## PROBLEM REQUIREMENTS
Summarize the interview excerpt below in two sentences.

## GIVEN TEXT

>>>>>

No, I did more theatre and television, though I have done a lot of dubbing too. It was just something that happened: one day I was asked to dub Michael Caine in The Ipcress File (1965), one of his first films.

Did you know him then?

Not at all, but straightaway I loved the way he acted. I thought he brought to the cinema a tone and style that were very new. Having dubbed him about 40 times or so, I find he has an extraordinary ability to change characters. I've dubbed him in comedies where he was very funny and quirky, and then in very dramatic ones, like the last one, Harry Brown [which came out in France in January].

So you have been dubbing Caine from the start of your dubbing career?

Almost, though the first person I dubbed was Robert Wagner, in one of his first films, Prince Valiant [1954], who I am also still dubbing. I have dubbed almost all his films and series, perhaps even more than Michael Caine. For example, I dubbed [British actor] Alan Bates and all episodes of the Six Million Dollar Man [L'Homme Qui Valait Trois Milliards - three billion francs] and George Peppard [Hannibal] in The A-Team.

<<<<<

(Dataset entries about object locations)
>>>>>

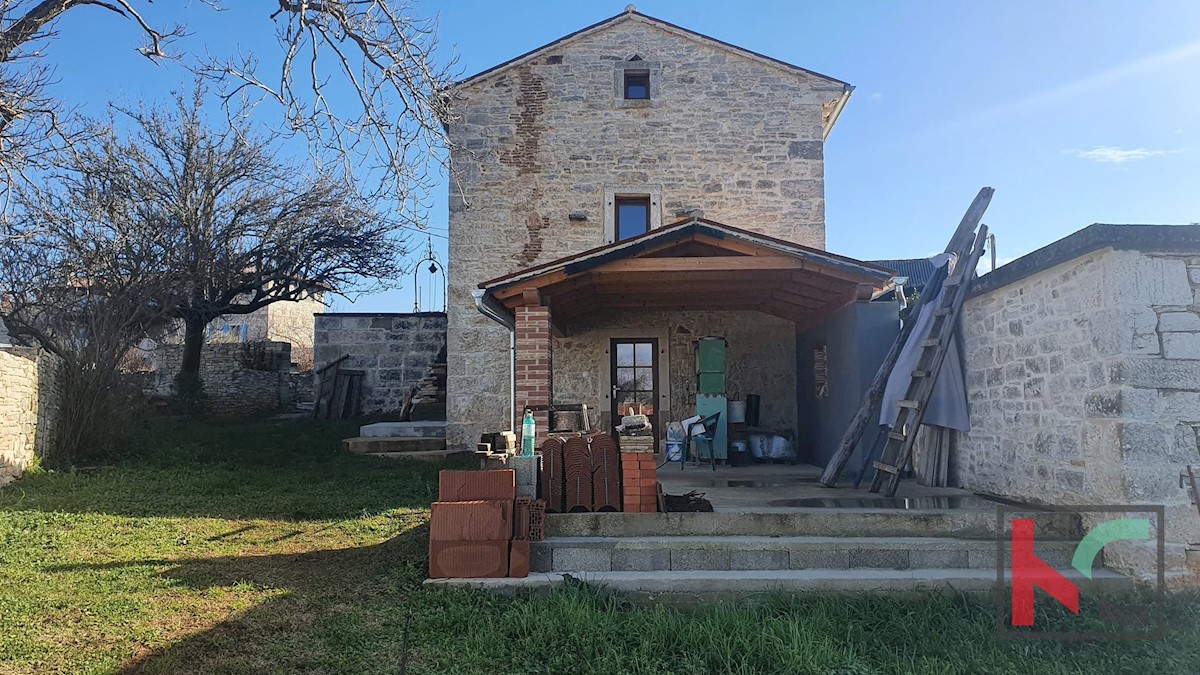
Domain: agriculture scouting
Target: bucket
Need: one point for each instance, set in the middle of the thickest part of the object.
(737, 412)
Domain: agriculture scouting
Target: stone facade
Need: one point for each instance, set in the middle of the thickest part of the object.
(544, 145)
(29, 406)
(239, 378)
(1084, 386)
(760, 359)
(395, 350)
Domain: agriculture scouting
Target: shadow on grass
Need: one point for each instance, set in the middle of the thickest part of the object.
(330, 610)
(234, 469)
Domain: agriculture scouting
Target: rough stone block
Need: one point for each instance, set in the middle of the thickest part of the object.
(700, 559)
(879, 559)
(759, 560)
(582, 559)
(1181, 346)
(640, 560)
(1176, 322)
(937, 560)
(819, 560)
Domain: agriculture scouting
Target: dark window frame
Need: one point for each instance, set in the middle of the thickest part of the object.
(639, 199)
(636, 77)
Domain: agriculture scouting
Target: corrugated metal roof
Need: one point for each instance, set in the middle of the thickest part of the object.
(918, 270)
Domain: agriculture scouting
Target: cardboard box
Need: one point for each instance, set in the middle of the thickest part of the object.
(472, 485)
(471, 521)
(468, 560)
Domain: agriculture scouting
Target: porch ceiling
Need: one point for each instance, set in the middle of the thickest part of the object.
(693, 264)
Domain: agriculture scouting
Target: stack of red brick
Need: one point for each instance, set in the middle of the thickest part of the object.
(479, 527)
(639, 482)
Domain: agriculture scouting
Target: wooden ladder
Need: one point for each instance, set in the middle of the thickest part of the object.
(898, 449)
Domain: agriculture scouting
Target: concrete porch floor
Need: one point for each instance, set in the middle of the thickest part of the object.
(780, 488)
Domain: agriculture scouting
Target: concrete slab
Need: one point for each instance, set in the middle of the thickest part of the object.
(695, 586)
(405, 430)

<<<<<
>>>>>

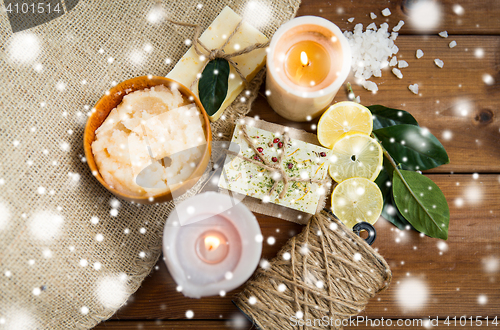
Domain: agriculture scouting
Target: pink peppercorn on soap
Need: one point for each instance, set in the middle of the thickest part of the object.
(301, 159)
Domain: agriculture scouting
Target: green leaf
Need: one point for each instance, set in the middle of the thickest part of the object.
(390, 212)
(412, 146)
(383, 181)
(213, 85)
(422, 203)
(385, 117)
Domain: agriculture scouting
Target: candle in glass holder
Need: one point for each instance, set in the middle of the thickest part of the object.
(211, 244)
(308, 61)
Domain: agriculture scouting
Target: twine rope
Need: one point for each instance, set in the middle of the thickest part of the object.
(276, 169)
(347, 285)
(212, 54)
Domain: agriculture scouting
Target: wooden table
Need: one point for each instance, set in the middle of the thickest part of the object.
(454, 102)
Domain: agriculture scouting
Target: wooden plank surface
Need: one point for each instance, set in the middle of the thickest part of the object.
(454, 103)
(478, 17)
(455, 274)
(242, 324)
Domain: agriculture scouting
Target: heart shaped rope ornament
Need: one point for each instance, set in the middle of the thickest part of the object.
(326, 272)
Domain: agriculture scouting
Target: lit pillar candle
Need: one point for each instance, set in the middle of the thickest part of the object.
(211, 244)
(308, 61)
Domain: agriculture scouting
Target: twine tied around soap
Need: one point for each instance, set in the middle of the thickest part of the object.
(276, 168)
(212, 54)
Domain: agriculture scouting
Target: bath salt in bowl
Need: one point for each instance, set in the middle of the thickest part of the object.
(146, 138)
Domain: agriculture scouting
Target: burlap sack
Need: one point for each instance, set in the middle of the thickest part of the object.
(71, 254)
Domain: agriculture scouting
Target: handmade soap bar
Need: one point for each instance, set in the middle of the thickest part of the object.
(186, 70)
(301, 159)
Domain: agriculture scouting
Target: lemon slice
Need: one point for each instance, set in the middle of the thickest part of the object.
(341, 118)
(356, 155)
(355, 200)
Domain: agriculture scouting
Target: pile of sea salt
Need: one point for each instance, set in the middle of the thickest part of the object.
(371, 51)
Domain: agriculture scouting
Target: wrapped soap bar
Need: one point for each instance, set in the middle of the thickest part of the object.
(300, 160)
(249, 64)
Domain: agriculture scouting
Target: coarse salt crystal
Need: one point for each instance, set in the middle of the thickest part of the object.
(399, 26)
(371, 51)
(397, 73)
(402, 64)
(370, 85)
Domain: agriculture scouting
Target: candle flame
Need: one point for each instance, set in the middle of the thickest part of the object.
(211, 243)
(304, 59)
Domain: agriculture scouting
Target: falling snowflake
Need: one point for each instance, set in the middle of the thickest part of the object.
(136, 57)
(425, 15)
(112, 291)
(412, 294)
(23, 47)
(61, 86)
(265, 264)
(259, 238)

<<<<<
>>>>>

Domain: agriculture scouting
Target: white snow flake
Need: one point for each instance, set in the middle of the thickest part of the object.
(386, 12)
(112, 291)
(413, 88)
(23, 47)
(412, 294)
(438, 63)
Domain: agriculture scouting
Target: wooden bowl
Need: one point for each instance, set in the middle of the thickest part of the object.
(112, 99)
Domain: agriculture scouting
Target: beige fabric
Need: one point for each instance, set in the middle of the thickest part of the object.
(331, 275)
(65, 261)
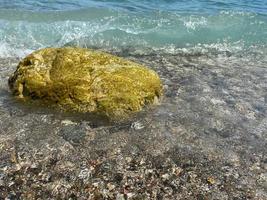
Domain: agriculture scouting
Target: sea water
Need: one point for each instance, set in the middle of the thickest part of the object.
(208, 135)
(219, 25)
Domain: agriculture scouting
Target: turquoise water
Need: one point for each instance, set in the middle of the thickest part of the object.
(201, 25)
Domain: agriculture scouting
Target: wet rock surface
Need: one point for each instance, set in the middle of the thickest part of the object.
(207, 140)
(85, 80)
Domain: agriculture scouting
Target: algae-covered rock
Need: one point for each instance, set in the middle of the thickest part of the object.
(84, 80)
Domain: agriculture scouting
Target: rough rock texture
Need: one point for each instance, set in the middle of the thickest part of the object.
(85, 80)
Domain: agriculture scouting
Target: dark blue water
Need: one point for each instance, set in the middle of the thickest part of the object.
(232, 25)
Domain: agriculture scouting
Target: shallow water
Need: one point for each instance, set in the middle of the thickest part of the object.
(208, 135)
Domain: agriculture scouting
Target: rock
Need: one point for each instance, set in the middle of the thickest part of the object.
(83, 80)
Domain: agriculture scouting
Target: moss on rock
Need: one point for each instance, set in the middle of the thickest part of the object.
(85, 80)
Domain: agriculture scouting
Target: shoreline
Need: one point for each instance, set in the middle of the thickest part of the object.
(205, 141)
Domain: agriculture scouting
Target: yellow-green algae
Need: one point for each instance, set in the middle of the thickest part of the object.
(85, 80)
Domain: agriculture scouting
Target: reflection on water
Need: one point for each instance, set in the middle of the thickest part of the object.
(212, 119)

<<<<<

## RESPONSE TO THIS EXERCISE
The speaker, who worked more in theatre and television but has also done a lot of dubbing, was asked to dub Michael Caine in The Ipcress File (1965) and has since dubbed him about 40 times, admiring his new tone and style and his ability to change characters in both comedies and dramas. The first actor the speaker dubbed was Robert Wagner, in Prince Valiant (1954), and the speaker has dubbed almost all of his films and series, perhaps even more than those of Michael Caine.